■ Exercise instructions
Copy the stretch of data from the line containing "Pin every instance of the pink flower" through the end of the data, swapping "flower bud" for "floral bud" and leaving everything else unchanged.
......
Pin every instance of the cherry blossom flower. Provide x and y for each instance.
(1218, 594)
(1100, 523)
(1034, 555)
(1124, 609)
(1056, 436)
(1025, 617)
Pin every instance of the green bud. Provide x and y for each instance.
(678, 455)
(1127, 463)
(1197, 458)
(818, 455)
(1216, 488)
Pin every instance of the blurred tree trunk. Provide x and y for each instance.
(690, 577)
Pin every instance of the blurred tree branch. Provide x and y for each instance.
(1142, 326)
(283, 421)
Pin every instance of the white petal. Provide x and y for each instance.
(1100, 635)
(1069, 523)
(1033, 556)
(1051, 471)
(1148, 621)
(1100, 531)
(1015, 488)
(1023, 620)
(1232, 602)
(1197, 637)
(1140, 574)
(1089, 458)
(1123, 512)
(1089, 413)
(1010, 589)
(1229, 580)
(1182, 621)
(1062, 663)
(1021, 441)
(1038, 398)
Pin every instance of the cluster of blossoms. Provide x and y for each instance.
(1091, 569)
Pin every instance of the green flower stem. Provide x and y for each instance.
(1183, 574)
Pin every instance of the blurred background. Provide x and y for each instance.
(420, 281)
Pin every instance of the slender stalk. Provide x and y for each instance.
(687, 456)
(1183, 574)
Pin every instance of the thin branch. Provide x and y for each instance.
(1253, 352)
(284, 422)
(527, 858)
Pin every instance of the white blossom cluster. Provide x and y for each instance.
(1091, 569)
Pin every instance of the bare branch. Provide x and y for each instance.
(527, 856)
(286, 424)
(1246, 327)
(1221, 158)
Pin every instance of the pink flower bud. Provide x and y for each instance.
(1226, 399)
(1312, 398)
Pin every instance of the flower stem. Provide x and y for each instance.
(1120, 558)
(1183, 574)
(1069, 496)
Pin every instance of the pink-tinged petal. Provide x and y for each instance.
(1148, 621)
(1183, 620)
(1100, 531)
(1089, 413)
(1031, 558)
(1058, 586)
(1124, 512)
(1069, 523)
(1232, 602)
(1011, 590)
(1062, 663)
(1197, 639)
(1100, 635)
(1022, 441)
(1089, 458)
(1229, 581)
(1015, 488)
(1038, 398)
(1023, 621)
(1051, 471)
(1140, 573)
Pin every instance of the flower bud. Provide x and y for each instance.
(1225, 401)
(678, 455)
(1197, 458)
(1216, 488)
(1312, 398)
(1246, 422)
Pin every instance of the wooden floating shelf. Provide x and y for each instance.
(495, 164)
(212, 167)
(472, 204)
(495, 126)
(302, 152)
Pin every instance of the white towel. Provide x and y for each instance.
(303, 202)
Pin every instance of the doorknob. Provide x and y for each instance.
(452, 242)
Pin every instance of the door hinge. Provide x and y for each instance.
......
■ Solved exercise
Pin every instance of the pink floral bud. Provide x and y for each instance.
(1226, 399)
(1312, 398)
Pin every instance of the flower stem. Provide x and y for each instance.
(1120, 558)
(1183, 574)
(1069, 496)
Pin every instance of the pink-tinged petal. Provide x and y for each instance.
(1148, 621)
(1183, 620)
(1100, 531)
(1089, 413)
(1031, 558)
(1058, 586)
(1124, 512)
(1069, 523)
(1232, 602)
(1011, 590)
(1062, 663)
(1197, 639)
(1100, 635)
(1022, 441)
(1089, 458)
(1229, 581)
(1015, 488)
(1038, 398)
(1023, 621)
(1051, 471)
(1140, 573)
Pin every instance of the floral bud. Provide x and y for each instance.
(1225, 401)
(678, 455)
(1197, 458)
(1216, 488)
(1312, 398)
(1246, 422)
Pin every instance of the wooden floating shelf. Provide x and y for each instance.
(495, 164)
(212, 167)
(472, 204)
(495, 126)
(302, 152)
Pin every instance of the white towel. Provide x and y for each instance.
(303, 202)
Pin every instance of the doorknob. Provide x and y for each instance.
(452, 242)
Pin every instance of the door hinge. Provide x and y for each instance.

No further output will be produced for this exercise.